═════ RAW RECORDS
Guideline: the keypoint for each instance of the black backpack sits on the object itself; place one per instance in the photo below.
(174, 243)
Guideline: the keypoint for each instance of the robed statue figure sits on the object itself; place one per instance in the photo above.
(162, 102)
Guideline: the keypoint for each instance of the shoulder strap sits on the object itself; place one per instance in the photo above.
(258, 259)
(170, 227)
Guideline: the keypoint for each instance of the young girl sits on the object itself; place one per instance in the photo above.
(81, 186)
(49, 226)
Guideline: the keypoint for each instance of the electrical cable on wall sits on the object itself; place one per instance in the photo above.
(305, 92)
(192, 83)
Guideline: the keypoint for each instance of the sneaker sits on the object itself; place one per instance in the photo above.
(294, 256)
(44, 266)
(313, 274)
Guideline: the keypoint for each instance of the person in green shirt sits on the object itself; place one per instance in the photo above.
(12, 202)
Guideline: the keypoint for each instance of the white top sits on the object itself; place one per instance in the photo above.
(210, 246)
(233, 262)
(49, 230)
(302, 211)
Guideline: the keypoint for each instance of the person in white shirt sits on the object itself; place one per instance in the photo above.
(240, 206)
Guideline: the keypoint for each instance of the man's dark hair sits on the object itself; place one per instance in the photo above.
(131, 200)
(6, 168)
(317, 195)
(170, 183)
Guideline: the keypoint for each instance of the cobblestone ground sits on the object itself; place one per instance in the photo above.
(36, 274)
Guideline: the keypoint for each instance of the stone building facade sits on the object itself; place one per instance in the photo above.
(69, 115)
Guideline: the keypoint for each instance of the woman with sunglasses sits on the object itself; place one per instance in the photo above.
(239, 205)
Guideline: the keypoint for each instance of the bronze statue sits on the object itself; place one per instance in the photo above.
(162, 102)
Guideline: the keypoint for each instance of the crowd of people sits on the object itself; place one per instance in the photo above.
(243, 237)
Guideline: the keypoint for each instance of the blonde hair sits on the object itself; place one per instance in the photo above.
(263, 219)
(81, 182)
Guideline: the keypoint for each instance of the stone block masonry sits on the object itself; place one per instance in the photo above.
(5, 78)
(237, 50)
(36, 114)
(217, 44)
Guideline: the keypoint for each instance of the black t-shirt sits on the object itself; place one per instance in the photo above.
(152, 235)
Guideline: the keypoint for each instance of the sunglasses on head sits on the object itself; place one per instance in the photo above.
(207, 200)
══════════
Repeat the line that contains "Guideline: the keypoint for each instance of the cobblestone", then every line after it until the records end, with nothing added.

RESULT:
Guideline: the keypoint for each instance of the cobblestone ground sits on the object itself; place one per instance in the photo above.
(36, 274)
Guideline: the keypoint for each instance of the stone building facade sits on the object itself; place one per instance in the photo above.
(69, 115)
Guideline: the keypoint for each instance of the woman with sunglasses sits on the object itself; place one per instance in the photo above.
(239, 205)
Guideline: the keypoint for each instance of the bronze statue sits on the object itself; place one per instance in the photo above.
(162, 102)
Guideline: the keypoint for each instance of the crowd of people sits on the object itself; place one per instance in the photo above.
(243, 237)
Guideline: the keypoint for each instance of the blonde hair sits on the object itself; place one per instance in the photo above.
(263, 219)
(81, 182)
Guideline: the keypoint for each instance of the stone block masonry sits on the object itself; place one per instance in the photo above.
(5, 78)
(237, 50)
(36, 114)
(217, 44)
Guideline: the keypoint for each instance of the black t-shirt sits on the object itself; place one per instance in the photo above.
(152, 235)
Guideline: the keypoint for each instance of the sunglasses on head sits on the object itself; place one per instance in the photo above.
(207, 200)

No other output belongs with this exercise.